EXERCISE INPUT
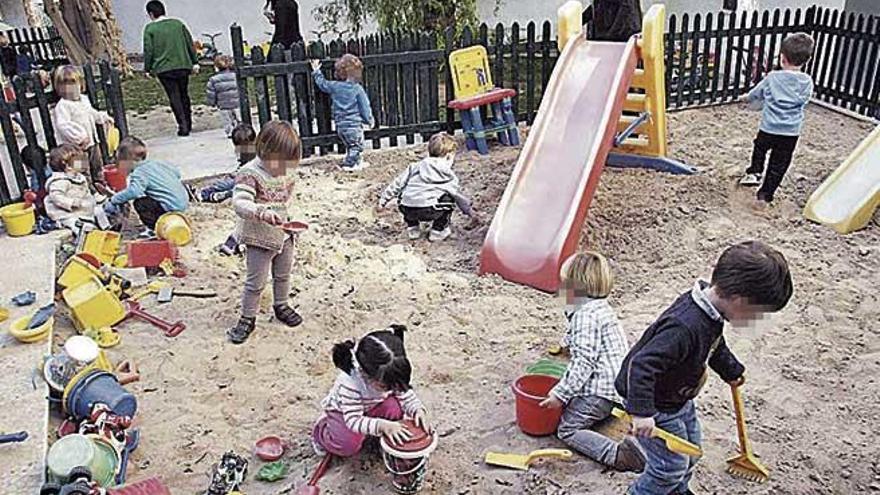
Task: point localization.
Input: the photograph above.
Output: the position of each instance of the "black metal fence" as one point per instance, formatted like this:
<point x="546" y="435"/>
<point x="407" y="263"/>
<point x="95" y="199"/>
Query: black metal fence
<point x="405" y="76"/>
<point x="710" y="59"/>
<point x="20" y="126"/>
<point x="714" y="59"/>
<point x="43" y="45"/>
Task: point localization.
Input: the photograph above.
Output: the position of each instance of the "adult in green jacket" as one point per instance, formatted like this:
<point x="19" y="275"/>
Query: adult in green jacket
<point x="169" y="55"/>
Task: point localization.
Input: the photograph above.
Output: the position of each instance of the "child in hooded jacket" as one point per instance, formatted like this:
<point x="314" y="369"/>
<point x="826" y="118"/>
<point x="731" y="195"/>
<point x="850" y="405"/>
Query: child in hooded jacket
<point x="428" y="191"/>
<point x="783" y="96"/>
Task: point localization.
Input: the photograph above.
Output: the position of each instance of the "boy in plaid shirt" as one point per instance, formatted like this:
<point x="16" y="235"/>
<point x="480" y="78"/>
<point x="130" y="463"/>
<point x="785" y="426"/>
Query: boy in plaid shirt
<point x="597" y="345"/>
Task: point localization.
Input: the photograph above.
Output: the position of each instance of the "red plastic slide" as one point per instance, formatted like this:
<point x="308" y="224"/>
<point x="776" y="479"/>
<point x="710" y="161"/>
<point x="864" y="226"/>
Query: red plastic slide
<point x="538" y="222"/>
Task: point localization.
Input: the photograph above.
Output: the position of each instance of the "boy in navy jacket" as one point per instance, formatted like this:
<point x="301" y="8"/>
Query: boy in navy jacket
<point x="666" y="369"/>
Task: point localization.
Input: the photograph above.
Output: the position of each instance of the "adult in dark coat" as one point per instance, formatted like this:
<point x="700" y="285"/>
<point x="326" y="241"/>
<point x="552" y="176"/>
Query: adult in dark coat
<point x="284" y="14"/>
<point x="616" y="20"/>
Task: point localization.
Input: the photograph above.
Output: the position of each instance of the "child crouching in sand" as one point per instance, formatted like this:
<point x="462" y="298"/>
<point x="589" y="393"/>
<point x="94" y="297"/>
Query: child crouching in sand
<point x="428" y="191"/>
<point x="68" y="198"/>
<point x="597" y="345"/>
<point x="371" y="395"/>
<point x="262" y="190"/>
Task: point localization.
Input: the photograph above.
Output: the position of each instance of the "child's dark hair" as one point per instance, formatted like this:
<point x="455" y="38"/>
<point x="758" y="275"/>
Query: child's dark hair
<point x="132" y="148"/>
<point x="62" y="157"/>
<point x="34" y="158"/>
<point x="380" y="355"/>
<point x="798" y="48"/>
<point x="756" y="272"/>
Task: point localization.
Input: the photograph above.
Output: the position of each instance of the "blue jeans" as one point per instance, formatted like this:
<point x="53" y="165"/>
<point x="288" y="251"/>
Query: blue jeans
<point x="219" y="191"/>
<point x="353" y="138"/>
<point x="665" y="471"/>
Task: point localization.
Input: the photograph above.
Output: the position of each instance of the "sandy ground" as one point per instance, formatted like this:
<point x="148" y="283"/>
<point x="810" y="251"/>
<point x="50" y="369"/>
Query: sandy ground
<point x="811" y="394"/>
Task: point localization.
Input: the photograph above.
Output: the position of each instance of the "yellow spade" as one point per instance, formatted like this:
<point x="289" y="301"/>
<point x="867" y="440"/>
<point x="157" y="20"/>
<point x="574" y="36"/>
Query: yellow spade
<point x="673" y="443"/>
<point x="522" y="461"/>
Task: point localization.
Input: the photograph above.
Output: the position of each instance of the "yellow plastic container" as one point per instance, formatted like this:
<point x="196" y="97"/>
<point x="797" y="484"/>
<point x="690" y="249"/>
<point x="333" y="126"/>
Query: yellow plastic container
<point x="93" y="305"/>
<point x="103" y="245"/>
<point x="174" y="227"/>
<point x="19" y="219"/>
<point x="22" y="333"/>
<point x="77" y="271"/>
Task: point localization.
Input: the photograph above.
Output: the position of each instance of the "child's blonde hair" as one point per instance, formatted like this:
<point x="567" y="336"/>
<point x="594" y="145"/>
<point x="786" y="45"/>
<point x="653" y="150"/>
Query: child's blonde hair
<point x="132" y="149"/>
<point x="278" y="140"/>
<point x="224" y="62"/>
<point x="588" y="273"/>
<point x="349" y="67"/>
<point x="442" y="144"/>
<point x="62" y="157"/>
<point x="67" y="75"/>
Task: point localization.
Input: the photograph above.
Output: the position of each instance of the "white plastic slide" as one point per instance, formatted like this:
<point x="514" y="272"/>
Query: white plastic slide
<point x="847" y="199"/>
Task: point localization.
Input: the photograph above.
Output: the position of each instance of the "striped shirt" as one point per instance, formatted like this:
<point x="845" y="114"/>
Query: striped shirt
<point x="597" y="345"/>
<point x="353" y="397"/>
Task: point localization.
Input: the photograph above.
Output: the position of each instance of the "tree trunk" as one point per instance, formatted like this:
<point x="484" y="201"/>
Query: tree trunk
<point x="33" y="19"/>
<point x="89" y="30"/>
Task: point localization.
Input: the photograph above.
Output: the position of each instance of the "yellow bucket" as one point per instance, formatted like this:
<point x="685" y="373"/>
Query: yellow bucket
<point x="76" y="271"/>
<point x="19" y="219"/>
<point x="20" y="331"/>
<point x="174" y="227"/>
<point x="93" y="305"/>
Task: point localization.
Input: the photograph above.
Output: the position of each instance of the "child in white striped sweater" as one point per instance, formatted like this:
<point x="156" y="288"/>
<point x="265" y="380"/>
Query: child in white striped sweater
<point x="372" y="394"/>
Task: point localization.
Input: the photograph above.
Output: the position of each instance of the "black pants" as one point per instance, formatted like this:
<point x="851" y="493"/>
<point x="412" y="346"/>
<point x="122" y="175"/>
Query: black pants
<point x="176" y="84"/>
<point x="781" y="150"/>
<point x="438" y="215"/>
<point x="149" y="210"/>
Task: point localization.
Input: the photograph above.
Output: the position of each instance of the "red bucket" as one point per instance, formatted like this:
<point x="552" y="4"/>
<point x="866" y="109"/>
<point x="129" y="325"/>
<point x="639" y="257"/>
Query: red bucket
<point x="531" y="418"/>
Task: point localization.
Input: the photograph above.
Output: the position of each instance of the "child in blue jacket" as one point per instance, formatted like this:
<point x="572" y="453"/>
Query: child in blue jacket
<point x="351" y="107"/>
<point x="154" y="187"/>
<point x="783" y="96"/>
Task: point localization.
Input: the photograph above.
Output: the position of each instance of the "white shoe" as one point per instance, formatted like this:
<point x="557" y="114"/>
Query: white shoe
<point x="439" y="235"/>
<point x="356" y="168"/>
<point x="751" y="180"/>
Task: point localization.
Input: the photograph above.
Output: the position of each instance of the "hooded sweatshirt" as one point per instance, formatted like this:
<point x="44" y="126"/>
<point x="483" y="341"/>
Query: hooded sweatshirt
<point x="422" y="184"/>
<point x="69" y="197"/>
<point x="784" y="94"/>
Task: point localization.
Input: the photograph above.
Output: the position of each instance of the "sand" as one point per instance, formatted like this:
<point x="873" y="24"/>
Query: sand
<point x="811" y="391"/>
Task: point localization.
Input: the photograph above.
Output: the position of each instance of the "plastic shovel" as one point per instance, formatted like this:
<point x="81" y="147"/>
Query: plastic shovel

PROBLEM DESCRIPTION
Filter the data above down to the lines that contain the word "dark", and copy each of those lines in full.

RESULT
Output: the position of each instance of the "adult in dark coat" as one point per instance, formatted like this:
Query: adult in dark coat
Output: the position of each instance of the "child's dark hair" as one point per instance, formatted like this:
Query: child's dark hair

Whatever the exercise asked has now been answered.